Problems |
• a. In the 50 Lions article below, rewrite the passage starting at "- Origin: Byron" and ending at "Washed Up Records.", substituting "Ballina" for "Byron Bay".
• b. Decide whether each statement agrees with the 50 Lions article below, and answer yes or no, quoting the words of the article that settle it: (i) The band took its name from a video poker machine. (ii) Nowhere to Run came out through Resist Records. (iii) The band played every date of the Surf Rat Tour.
• c. Write the next part of the 50 Lions article that follows, picking up after its final sentence.

Text excerpt |
------
- Origin: Byron Bay, New South Wales, Australia
- Genres: Hardcore punk, metalcore
- Years active: 2005–present
- Labels: Resist Records, Six Feet Under Records, Washed Up Records
- Members: Oscar McCall Byron "Boz" Carney Elmzy Jonathan Niclair Baina

= 50 Lions =

Australian hardcore band

50 Lions are an Australian hardcore band from Byron Bay, New South Wales. The band is named after a video poker machine of the same name.

==History==
In 2005, they released their self-titled 7-inch EP, which sold out within 3 months of its release. Later that year, they released their debut album, Nowhere to Run, through Washed Up Records.

In 2006 they did a tour with Australian band I Killed the Prom Queen.

They then released Time Is the Enemy through Resist Records in 2007.

At the beginning of 2008, the band played alongside Parkway Drive in 14 out of 15 dates during the Surf Rat Tour. They have since released a split CD with American band Down to Nothing.

After their European tour, they will be doing a tour of Australia with Blacklisted, and then will be a part of the annual Hardcore festival in Sydney. 50 Lions vocalist Oscar McCall is the brother of Parkway Drive vocalist Winston McCall.

==Tours==
Throughout their short career they have toured with bands such as Rise Against, Parkway Drive, I Killed the Prom Queen, Evergreen Terrace and Comeback Kid.

In November 2009, 50 Lions teamed up with Baltimore's Trapped Under Ice for a national tour of Australia. The tour will cover Adelaide, Melbourne, Canberra, Brisbane, Byron, Sydney and Perth. In January 2010, 50 Lions toured Australia nationally on the Boys of Summer 2010 Tour, supporting American metalcore band Every Time I Die. During the months from April to May 2010, 50 Lions toured Europe with Parkway Drive, Despised Icon, Winds of Plague and The Warriors.
------
Raw records |

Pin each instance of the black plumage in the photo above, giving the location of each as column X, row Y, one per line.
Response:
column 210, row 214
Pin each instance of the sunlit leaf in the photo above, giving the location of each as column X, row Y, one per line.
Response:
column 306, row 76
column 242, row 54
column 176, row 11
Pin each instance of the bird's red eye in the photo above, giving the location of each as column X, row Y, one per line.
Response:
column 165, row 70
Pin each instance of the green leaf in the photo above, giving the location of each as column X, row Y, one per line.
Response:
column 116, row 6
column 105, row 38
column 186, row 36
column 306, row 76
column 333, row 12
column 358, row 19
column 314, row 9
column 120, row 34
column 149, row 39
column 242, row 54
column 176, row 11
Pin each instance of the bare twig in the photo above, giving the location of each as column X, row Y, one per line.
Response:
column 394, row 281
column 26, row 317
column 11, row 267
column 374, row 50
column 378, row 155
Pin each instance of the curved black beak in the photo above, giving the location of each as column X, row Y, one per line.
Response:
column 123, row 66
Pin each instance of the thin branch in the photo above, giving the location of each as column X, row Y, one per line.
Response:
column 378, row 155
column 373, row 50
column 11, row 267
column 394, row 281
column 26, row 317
------
Results of the tasks |
• a.
- Origin: Ballina, New South Wales, Australia
- Genres: Hardcore punk, metalcore
- Years active: 2005–present
- Labels: Resist Records, Six Feet Under Records, Washed Up Records
- Members: Oscar McCall Byron "Boz" Carney Elmzy Jonathan Niclair Baina

= 50 Lions =

Australian hardcore band

50 Lions are an Australian hardcore band from Ballina, New South Wales. The band is named after a video poker machine of the same name.

==History==
In 2005, they released their self-titled 7-inch EP, which sold out within 3 months of its release. Later that year, they released their debut album, Nowhere to Run, through Washed Up Records.

• b.
(i) Yes: "The band is named after a video poker machine of the same name."
(ii) No: "they released their debut album, Nowhere to Run, through Washed Up Records."
(iii) No: "the band played alongside Parkway Drive in 14 out of 15 dates during the Surf Rat Tour."

• c.
==Members==
- Oscar McCall – vocals
- Byron "Boz" Carney – bass
- Elmzy – guitars
- Baina – guitars
- Jonathan Niclair – drums

==Discography==
===Albums===

| Title | Details |
|---|---|
| Nowhere to Run | Released: 2006; Label: Washed Up Records (WUR007); Format: CD,; |
| Time is the Enemy | Released: 2007; Label: Resist Records (RES065) / Demons Run Amok Entertainment (DRA026); Format: CD, digital download, LP; |
| Where Life Expires | Released: 2009; Label: Resist Records (RES090); Format: CD, digital download, LP; |
| New Reality | Released: 2025; Label: Last Ride Records; Format CD, digital download, LP; |

===Extended plays===

| Title | Details |
|---|---|
| Demo | Released: 2005; Label: Washed Up Records; Format: LP; |
| 50 Lions | Released: 2009; Label: Resist Records (RES086); Format: LP; |
| Pray for Nothing | Released: 2013; Label: Resist Records (RES117); Format: LP; |
| Former Glory | Released: 2015; Label: Six Feet Under Records (SFU102); Format: LP; |

==Awards and nominations==
===AIR Awards===
The Australian Independent Record Awards (commonly known informally as AIR Awards) is an annual awards night to recognise, promote and celebrate the success of Australia's Independent Music sector.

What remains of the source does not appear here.